### Task directions
Reproduce the material in full, unchanged.

### Available data
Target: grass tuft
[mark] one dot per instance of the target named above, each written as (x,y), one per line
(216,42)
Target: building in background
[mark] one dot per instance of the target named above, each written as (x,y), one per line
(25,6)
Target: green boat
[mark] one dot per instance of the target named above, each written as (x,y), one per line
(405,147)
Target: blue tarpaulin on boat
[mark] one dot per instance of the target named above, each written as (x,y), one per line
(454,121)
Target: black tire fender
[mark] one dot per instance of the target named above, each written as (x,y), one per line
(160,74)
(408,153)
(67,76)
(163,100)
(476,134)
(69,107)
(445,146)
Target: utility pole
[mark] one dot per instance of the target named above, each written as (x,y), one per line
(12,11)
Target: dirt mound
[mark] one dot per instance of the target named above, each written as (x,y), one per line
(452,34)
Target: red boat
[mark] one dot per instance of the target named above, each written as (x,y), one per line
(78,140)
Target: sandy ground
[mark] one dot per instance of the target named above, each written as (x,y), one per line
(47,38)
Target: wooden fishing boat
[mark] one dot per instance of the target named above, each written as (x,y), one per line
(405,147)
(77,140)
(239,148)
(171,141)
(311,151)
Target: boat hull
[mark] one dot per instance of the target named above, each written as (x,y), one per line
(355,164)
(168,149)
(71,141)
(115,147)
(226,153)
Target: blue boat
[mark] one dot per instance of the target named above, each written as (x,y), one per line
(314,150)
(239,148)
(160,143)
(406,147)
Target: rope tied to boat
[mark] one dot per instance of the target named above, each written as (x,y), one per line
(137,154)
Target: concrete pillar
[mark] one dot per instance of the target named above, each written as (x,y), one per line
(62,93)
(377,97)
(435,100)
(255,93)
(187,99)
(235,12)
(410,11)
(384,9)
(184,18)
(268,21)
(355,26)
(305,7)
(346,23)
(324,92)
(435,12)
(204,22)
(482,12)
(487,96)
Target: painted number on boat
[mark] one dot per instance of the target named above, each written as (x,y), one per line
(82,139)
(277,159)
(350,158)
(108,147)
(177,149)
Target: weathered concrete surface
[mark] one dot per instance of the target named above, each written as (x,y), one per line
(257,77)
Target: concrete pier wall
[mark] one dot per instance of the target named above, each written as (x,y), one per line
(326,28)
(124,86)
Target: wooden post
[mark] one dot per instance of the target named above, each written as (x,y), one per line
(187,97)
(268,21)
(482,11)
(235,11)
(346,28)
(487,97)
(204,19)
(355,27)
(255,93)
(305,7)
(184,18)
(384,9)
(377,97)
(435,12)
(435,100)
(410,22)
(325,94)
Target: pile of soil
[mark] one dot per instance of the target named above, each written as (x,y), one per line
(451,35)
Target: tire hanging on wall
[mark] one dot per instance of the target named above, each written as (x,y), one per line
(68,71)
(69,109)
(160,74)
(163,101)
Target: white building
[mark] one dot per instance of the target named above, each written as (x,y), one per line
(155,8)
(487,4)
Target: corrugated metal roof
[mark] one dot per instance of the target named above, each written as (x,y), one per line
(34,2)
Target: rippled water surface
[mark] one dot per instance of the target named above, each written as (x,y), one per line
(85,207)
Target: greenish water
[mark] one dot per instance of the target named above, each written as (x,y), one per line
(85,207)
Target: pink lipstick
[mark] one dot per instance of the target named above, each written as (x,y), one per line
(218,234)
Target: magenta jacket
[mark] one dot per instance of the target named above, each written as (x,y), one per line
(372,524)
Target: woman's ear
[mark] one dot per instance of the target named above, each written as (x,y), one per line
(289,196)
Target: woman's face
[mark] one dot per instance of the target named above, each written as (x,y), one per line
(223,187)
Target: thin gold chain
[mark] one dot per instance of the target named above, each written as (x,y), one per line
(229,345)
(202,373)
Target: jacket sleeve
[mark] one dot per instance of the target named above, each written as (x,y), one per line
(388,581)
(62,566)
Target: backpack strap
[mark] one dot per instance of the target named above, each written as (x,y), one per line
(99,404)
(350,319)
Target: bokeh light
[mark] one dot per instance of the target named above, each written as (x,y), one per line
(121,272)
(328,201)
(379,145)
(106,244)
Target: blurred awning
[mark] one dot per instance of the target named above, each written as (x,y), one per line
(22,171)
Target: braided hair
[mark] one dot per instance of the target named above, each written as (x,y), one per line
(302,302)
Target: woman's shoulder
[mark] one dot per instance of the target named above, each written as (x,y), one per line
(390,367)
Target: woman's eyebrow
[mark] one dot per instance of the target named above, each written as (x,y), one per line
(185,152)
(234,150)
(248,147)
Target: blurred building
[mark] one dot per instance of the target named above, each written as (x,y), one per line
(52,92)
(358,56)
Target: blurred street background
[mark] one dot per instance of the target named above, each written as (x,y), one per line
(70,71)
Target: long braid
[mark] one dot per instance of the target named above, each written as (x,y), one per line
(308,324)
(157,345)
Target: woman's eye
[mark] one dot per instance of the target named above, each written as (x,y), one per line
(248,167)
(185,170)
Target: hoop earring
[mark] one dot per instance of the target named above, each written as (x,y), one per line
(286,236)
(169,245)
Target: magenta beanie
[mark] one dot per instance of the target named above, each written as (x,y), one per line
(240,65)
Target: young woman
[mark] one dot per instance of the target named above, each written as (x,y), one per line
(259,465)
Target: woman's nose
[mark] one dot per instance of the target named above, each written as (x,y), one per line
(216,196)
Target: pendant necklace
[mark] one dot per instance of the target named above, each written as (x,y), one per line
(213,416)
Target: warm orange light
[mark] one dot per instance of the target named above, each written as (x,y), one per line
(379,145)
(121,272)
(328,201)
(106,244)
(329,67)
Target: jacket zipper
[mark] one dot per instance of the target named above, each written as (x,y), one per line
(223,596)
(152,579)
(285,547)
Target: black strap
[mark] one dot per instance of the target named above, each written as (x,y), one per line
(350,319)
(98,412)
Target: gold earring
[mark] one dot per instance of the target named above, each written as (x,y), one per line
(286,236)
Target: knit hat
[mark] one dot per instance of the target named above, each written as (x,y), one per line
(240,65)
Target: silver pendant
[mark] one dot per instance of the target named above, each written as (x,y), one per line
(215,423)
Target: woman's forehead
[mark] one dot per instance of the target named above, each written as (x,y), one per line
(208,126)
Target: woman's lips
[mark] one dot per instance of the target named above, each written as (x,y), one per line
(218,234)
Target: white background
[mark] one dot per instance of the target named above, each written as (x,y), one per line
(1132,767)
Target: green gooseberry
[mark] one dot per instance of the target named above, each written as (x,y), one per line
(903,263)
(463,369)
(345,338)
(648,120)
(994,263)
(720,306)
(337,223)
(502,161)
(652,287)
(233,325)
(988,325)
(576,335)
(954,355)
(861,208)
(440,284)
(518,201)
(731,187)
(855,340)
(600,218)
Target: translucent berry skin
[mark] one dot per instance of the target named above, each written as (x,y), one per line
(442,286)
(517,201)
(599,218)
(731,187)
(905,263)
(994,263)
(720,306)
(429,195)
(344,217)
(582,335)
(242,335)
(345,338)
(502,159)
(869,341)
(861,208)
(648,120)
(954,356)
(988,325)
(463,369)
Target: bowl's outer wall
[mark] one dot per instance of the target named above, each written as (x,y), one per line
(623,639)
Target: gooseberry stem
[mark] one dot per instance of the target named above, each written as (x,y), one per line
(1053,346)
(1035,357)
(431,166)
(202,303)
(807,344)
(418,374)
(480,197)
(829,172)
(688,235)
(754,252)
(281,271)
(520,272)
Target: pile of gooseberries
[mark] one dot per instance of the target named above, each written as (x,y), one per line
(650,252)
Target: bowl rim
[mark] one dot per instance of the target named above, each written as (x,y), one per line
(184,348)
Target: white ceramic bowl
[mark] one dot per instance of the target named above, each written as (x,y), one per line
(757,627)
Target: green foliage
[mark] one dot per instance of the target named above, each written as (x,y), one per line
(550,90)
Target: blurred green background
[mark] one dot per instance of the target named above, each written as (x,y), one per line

### Completed task
Target: grass tuft
[mark] one dot per instance of the target named above, each written as (x,y), one per line
(216,42)
Target: building in background
[mark] one dot per instance of the target named above, each written as (x,y), one per line
(25,6)
Target: green boat
[mark] one dot per instance of the target named above, each written as (x,y), one per line
(405,147)
Target: blue tarpaulin on boat
[mark] one dot per instance of the target named above, each written as (x,y), one per line
(454,121)
Target: black tire fender
[mark] one dot per instance of the target named above, each written as (x,y), one per line
(160,74)
(408,153)
(67,76)
(163,100)
(476,134)
(69,107)
(445,146)
Target: utility pole
[mark] one dot per instance of the target named above, each written as (x,y), one per line
(12,11)
Target: dirt mound
[mark] one dot per instance of the target named above, each written as (x,y), one per line
(452,34)
Target: red boat
[mark] one dot per instance of the target named above, each written as (x,y), one per line
(78,140)
Target: sandy ground
[mark] one dot per instance of the target named above, each written as (x,y), one per line
(47,38)
Target: wooden fishing boat
[mark] one dot per instance of the target named above, each written as (x,y), one per line
(405,147)
(77,140)
(239,148)
(171,141)
(311,151)
Target: boat hull
[mark] one dot per instance of the target named above, each written as (x,y), one per line
(355,164)
(168,149)
(71,141)
(115,147)
(226,153)
Target: blue boat
[mark] one dot per instance of the target named above, each written as (x,y), one per line
(314,150)
(239,148)
(160,143)
(406,147)
Target: rope tied to boat
[mark] one dot per instance of the target named above, each written as (x,y), one per line
(137,154)
Target: concrete pillar
[mark] one dot per instance of the target named above, each written as (x,y), one per line
(62,93)
(377,97)
(435,100)
(255,93)
(187,99)
(235,12)
(410,11)
(384,9)
(184,18)
(268,21)
(355,26)
(305,7)
(346,23)
(324,92)
(435,12)
(204,22)
(482,12)
(487,96)
Target: painted number on boat
[mark] one dot per instance of the target named above, each written as (x,y), one per line
(82,139)
(277,159)
(350,158)
(108,147)
(177,149)
Target: weathered concrete surface
[mark] one dot per instance of the target named above, each written as (x,y), one per line
(257,77)
Target: concrete pier wall
[mark] one dot per instance of the target named above, each written as (x,y), one per line
(326,28)
(124,86)
Target: wooden post
[mark] one dot per instance of the target named above, each written as (x,y), one per line
(187,97)
(268,21)
(482,11)
(235,11)
(346,28)
(487,97)
(204,19)
(355,27)
(255,93)
(305,7)
(184,18)
(384,9)
(377,97)
(435,12)
(435,100)
(410,22)
(325,94)
Target: pile of soil
[mark] one dot per instance of the target named above, each written as (x,y), one per line
(451,35)
Target: tire hanging on wall
[mark] one dot per instance of the target named above, each written as (x,y), one per line
(68,71)
(69,109)
(160,74)
(163,101)
Target: white building
[mark] one dot per instance of the target named above, each written as (x,y), one per line
(155,8)
(487,4)
Target: corrugated metal roof
[mark] one dot per instance of the target named above, each written as (x,y), one per line
(34,2)
Target: rippled water surface
[mark] one dot per instance of the target named above, each written as (x,y), one per line
(85,207)
Target: greenish water
[mark] one dot per instance of the target named above, each written as (x,y), one per line
(85,207)
Target: pink lipstick
[mark] one dot per instance of the target named above, each written as (x,y), one per line
(218,234)
Target: magenta jacket
[mark] one dot per instance of the target named above, each written as (x,y), one per line
(372,524)
Target: woman's ear
[mark] one dot per instance of the target named above, each written as (x,y), one per line
(289,196)
Target: woman's face
[mark] one dot per instance of the target named above, each written as (x,y), one per line
(223,187)
Target: thin gold chain
[mark] one dot per instance of the target named above, each written as (x,y), one per line
(229,345)
(202,373)
Target: jacket sleeve
[mark] one dot per instance of the target named above, each written as (x,y), one per line
(388,581)
(62,566)
Target: backpack strap
[mark] one dot per instance of the target named above, each written as (x,y), one per line
(99,404)
(350,319)
Target: bokeh light
[mark] one dot per instance of the target named above, each written as (x,y), one per line
(121,272)
(328,201)
(379,145)
(106,244)
Target: blurred awning
[mark] one dot per instance of the target named above, each written as (x,y), one per line
(22,171)
Target: braided hair
[mark] one dot per instance of the target named above, each written as (x,y), one per line
(302,302)
Target: woman's shoulder
[mark] one dot per instance of the target named above, each written as (x,y), one per line
(390,367)
Target: woman's eyebrow
[mark] one dot per instance of the target named above, each written as (x,y), one per line
(185,152)
(234,150)
(248,147)
Target: blurred building
[mark] one dot per instance of the target named above, each written as (x,y), one per line
(52,92)
(358,56)
Target: blurred street background
[mark] one dot per instance of the target named above, each written as (x,y), one per line
(70,71)
Target: long braid
[mark] one dot per instance of the target named above, each written as (x,y), one per line
(308,324)
(157,345)
Target: woman's eye
[mark] one dot per instance of the target named above, each written as (x,y), one per line
(248,167)
(185,170)
Target: hoop earring
[mark] one dot per instance of the target named above, each written as (x,y), one per line
(286,236)
(169,245)
Target: magenta beanie
[mark] one dot per instance of the target named above, each written as (x,y), one per line
(240,65)
Target: young woman
[mark] one dot per instance of the target named above, each written as (x,y), one per line
(259,465)
Target: woman's nose
[mark] one dot per instance of the target named above, each written as (x,y), one per line
(216,196)
Target: pendant necklace
[mark] one dot per instance of the target named above, each written as (x,y), one per line
(213,416)
Target: warm orange light
[mark] one dot per instance of the target named above, each written as (x,y), one per line
(379,145)
(121,272)
(328,201)
(106,244)
(329,67)
Target: jacket zipper
[mark] one dot per instance of the target named above, each written as (x,y), one per line
(223,596)
(152,579)
(285,547)
Target: black strap
[mark] one dot per instance of the target named above, each written as (x,y), one per line
(350,319)
(98,412)
Target: gold earring
[mark] one dot per instance of the target named above, each written as (x,y), one per line
(286,236)
Target: knit hat
[mark] one dot per instance of the target named above, each written as (x,y), one per line
(240,65)
Target: silver pendant
[mark] one dot per instance of the target named above, each written as (x,y), one per line
(215,423)
Target: woman's forehead
[mark] one dot per instance of the target named above, each written as (x,y), one per line
(208,126)
Target: woman's lips
[mark] one dot per instance of the target named above, each written as (x,y), one per line
(218,234)
Target: white background
[mark] one dot per instance of the target named above, each written as (x,y), one per line
(1132,767)
Target: green gooseberry
[mark] one dot per instance of the target named above, each written as (x,y), one per line
(903,263)
(463,369)
(345,338)
(648,120)
(994,263)
(720,306)
(337,223)
(502,161)
(652,287)
(233,325)
(988,325)
(576,335)
(954,355)
(861,208)
(440,284)
(518,201)
(731,187)
(855,340)
(600,218)
Target: translucent berry skin
[mark] one dot per instance of the target named above, each written as (x,y), one per line
(442,286)
(517,201)
(599,218)
(731,187)
(905,263)
(994,263)
(720,306)
(429,195)
(344,217)
(582,335)
(242,335)
(345,338)
(502,159)
(869,341)
(861,208)
(648,120)
(954,356)
(988,325)
(463,369)
Target: bowl's outer wall
[mark] one dot per instance of the target named above, each written as (x,y), one per line
(623,639)
Target: gooseberry stem
[mark] one dot per instance of the target named above, each written as (x,y), one per line
(1053,346)
(1035,357)
(431,166)
(202,303)
(807,344)
(418,374)
(480,197)
(829,172)
(688,235)
(754,252)
(281,271)
(520,272)
Target: pile of gooseberries
[mark] one dot per instance of the target named above, each written as (x,y), one per line
(650,252)
Target: bowl rim
[mark] one dot per instance of the target named above, each written as (x,y), one per line
(184,348)
Target: white ceramic bowl
[mark] one dot per instance of the target named above, each written as (x,y), one per line
(757,627)
Target: green foliage
[mark] one dot per instance of the target named above, each written as (x,y), one per line
(550,90)
Target: blurred green background
[mark] one dot per instance of the target named above, each written as (x,y), one per line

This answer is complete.